>> start Material provided
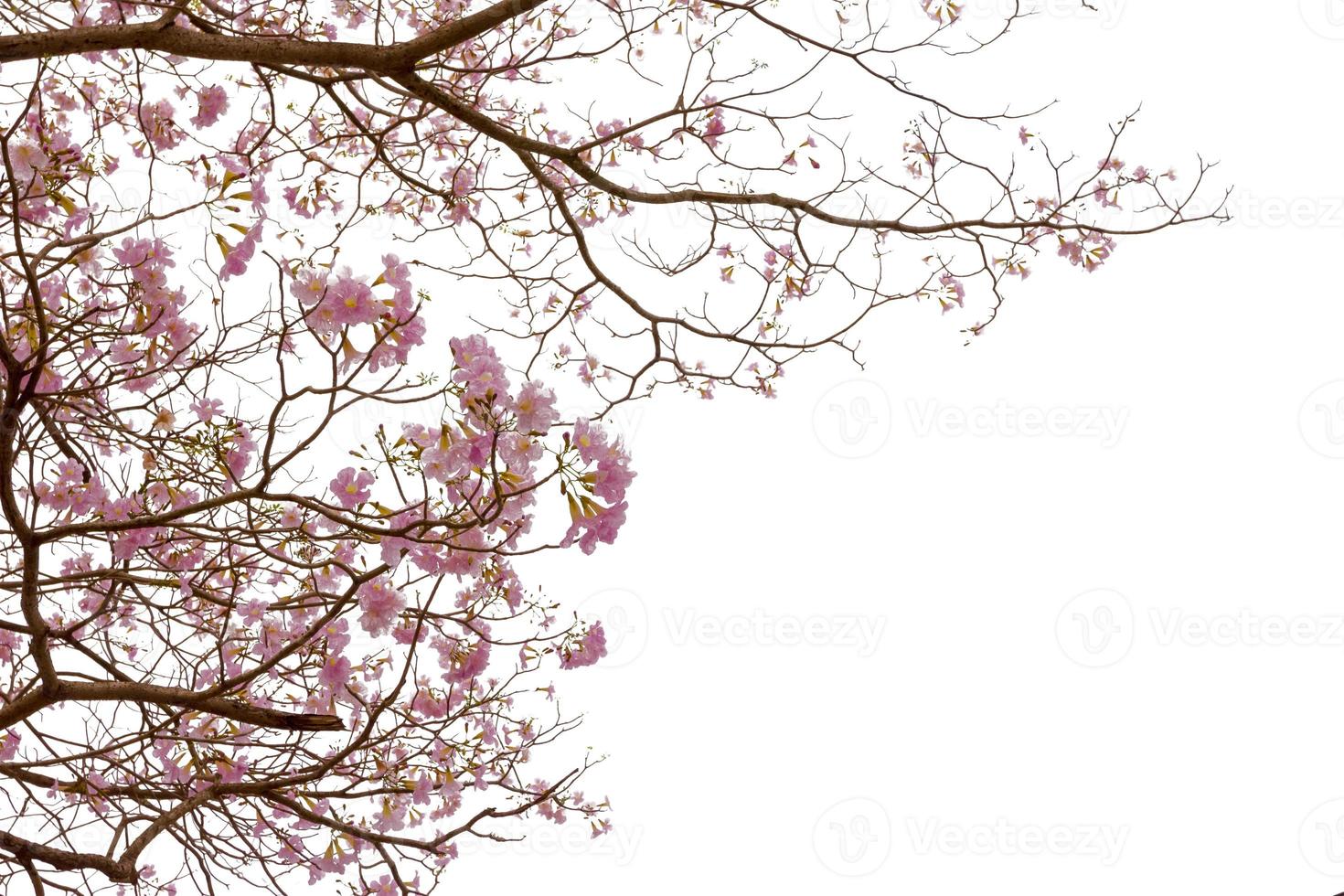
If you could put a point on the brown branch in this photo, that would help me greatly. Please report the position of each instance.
(157, 37)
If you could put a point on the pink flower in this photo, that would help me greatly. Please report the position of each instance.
(380, 603)
(586, 650)
(351, 486)
(211, 102)
(535, 409)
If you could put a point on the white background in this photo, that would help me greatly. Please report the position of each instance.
(1199, 758)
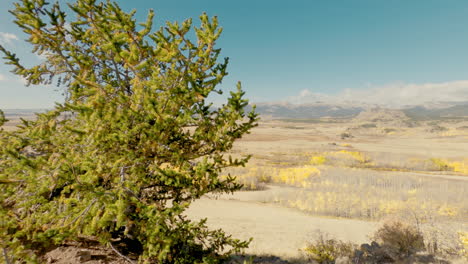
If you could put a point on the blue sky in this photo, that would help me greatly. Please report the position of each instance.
(394, 52)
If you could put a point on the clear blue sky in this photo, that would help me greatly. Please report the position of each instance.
(282, 49)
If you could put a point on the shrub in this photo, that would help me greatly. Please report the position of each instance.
(327, 250)
(134, 143)
(402, 239)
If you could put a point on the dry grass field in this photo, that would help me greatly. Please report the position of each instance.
(343, 178)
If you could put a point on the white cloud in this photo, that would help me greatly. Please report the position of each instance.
(7, 38)
(393, 95)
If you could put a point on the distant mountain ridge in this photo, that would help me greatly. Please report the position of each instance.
(324, 110)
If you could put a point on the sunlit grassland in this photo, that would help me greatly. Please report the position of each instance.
(349, 183)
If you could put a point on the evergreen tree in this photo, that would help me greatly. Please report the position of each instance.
(132, 145)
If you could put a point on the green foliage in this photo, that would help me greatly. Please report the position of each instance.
(3, 120)
(134, 143)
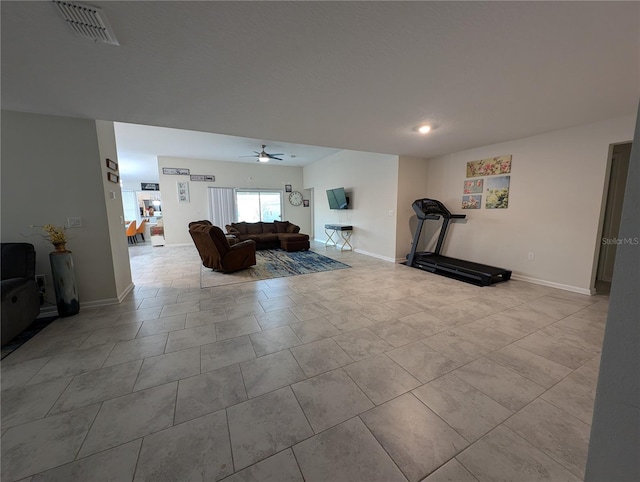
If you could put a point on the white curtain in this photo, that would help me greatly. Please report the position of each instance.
(222, 206)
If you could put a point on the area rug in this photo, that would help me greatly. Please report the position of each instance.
(32, 330)
(274, 263)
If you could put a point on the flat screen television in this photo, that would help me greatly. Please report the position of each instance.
(337, 198)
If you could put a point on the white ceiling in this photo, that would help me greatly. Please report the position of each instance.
(344, 75)
(139, 146)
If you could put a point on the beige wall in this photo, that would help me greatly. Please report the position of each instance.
(177, 216)
(555, 202)
(371, 182)
(412, 185)
(51, 170)
(115, 216)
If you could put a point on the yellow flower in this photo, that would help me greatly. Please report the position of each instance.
(57, 234)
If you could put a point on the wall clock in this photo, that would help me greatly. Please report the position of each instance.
(295, 198)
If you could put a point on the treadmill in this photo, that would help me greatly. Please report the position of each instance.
(434, 262)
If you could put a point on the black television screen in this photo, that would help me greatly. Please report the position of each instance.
(337, 198)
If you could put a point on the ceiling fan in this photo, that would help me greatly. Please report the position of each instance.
(264, 156)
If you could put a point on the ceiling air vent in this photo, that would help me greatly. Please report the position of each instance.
(87, 21)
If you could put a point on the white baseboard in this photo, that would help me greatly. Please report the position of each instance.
(552, 284)
(126, 291)
(374, 255)
(52, 310)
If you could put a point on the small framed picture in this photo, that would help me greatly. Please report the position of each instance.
(175, 171)
(113, 165)
(201, 177)
(183, 192)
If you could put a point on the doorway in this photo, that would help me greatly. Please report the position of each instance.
(619, 167)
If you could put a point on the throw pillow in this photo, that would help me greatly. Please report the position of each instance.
(241, 227)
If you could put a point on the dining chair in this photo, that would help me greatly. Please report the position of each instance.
(131, 232)
(140, 229)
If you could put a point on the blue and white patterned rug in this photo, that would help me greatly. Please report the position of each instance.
(274, 263)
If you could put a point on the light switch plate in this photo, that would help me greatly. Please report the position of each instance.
(75, 222)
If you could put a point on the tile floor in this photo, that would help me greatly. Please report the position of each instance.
(376, 373)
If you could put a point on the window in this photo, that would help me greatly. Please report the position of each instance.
(254, 206)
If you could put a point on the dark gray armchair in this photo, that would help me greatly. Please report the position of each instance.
(20, 293)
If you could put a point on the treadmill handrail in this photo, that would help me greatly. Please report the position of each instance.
(426, 208)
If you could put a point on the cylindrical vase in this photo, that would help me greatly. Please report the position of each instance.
(64, 283)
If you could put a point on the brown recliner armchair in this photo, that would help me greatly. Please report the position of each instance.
(216, 252)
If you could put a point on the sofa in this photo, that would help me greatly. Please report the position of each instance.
(20, 292)
(279, 234)
(216, 252)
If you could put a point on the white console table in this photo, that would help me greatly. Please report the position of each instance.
(345, 235)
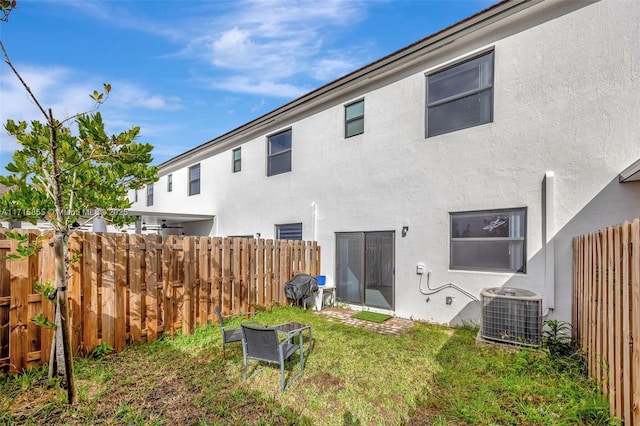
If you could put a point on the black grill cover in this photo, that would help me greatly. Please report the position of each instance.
(299, 286)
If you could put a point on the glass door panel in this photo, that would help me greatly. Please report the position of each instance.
(350, 266)
(379, 261)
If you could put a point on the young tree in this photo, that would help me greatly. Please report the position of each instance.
(67, 177)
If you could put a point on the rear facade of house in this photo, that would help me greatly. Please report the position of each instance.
(468, 160)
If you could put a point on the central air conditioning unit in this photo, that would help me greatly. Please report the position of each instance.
(512, 315)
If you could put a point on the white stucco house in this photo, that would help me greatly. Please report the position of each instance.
(467, 160)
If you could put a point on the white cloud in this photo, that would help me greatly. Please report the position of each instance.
(262, 46)
(127, 95)
(246, 84)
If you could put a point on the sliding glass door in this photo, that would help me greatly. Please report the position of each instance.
(365, 268)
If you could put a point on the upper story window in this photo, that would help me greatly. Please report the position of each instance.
(460, 96)
(279, 153)
(237, 160)
(354, 119)
(150, 194)
(194, 179)
(490, 240)
(289, 231)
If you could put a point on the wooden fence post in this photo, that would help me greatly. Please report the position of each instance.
(21, 287)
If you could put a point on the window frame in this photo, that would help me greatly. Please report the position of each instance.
(280, 153)
(192, 180)
(236, 162)
(279, 226)
(517, 243)
(150, 195)
(463, 94)
(348, 121)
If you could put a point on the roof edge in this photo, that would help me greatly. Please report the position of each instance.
(480, 19)
(631, 173)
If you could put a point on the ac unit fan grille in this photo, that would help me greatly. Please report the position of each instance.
(512, 319)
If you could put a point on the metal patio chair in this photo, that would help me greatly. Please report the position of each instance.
(263, 344)
(230, 332)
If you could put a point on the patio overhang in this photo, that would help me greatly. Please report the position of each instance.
(155, 221)
(631, 173)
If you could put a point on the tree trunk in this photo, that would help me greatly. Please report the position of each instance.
(61, 251)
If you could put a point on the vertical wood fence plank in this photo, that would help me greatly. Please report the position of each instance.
(18, 311)
(75, 292)
(168, 279)
(188, 247)
(245, 288)
(34, 307)
(617, 278)
(90, 283)
(611, 390)
(277, 260)
(204, 263)
(48, 275)
(108, 289)
(121, 242)
(216, 273)
(576, 287)
(151, 299)
(227, 284)
(260, 272)
(626, 326)
(253, 273)
(135, 288)
(635, 322)
(236, 268)
(269, 271)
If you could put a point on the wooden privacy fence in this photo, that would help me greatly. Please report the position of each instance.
(131, 288)
(606, 313)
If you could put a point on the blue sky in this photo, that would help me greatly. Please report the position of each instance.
(189, 71)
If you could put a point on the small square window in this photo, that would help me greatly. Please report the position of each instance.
(150, 194)
(460, 96)
(289, 231)
(279, 153)
(194, 179)
(237, 160)
(354, 119)
(490, 240)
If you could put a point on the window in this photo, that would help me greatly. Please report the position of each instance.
(279, 155)
(237, 160)
(354, 119)
(194, 179)
(150, 194)
(289, 231)
(460, 96)
(491, 240)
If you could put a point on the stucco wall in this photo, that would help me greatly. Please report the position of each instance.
(565, 100)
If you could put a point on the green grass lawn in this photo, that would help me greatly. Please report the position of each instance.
(431, 375)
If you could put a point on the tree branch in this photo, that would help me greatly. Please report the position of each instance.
(27, 88)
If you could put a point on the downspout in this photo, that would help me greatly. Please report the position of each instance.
(313, 221)
(549, 242)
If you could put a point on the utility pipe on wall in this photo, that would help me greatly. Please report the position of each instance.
(549, 242)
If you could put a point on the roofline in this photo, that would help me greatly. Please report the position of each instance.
(631, 173)
(403, 56)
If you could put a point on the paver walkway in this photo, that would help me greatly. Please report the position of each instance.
(393, 325)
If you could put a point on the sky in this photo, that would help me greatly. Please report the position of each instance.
(188, 71)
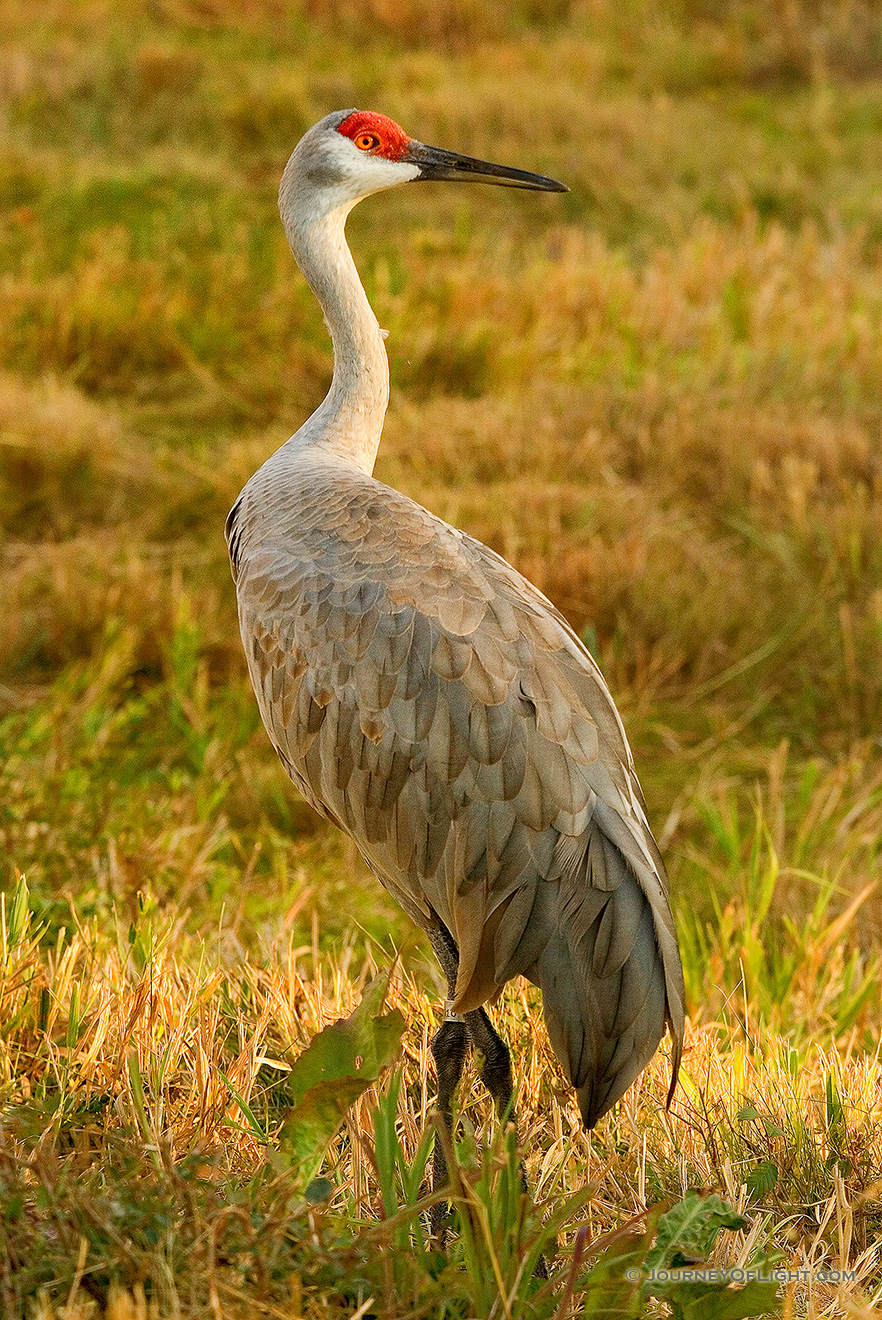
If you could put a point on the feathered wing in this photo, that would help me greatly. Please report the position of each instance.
(433, 704)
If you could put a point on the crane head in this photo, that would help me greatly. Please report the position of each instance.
(351, 153)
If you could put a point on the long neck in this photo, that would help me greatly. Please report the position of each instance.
(350, 420)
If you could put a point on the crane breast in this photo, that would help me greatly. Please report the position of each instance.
(435, 705)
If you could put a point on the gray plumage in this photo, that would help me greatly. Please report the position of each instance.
(431, 702)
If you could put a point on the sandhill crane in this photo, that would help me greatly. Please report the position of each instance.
(431, 702)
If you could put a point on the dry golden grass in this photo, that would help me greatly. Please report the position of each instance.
(658, 396)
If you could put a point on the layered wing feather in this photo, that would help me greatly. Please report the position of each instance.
(433, 704)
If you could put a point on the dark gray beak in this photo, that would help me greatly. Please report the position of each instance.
(437, 164)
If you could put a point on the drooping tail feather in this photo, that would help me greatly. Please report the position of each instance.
(609, 974)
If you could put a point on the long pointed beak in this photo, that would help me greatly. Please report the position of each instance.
(437, 164)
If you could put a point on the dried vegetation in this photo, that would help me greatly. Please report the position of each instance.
(659, 396)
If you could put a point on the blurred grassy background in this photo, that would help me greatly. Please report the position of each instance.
(659, 396)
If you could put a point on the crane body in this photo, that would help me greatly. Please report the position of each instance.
(435, 705)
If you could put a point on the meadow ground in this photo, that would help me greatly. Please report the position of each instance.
(660, 397)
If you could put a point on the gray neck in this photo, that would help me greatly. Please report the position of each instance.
(350, 420)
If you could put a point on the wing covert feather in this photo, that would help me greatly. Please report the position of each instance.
(428, 698)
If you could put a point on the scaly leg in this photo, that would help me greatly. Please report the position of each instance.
(449, 1051)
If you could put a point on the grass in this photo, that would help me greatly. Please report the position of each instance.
(659, 396)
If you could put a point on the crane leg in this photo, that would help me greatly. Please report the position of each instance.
(448, 1047)
(497, 1077)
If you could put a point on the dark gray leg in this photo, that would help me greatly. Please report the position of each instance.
(449, 1052)
(495, 1072)
(495, 1075)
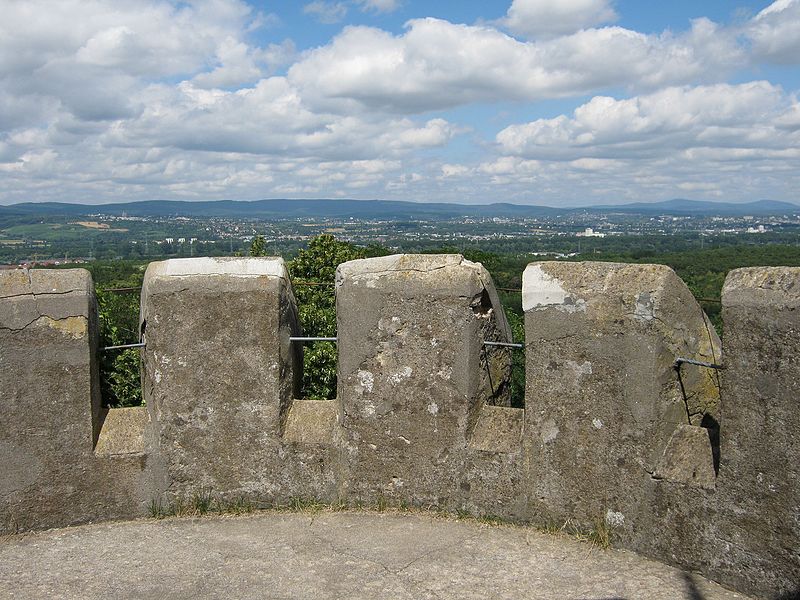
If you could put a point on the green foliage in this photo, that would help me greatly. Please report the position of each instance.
(258, 247)
(120, 382)
(313, 274)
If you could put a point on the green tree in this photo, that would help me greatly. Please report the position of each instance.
(258, 247)
(313, 274)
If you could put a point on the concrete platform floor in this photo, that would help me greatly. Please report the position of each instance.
(274, 555)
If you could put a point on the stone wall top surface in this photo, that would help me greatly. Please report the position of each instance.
(448, 275)
(229, 266)
(569, 286)
(44, 281)
(779, 286)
>> end Material provided
→ Set task
Return the line that contains "If you could put a point on the green tree" and all lines after it, verbatim, and nothing else.

→ Result of this task
If you could put a point on the green tree in this photo, that would help me greatly. Please report the position of each instance.
(258, 247)
(313, 274)
If you could put a point on the concrete platform floor in this photo, that would help me greatly. Please report the position of each instance.
(274, 555)
If you could put a point on the stone wall top surface in this photo, that would help me greatly. Please report the position of each instance.
(448, 275)
(229, 266)
(569, 286)
(44, 281)
(779, 286)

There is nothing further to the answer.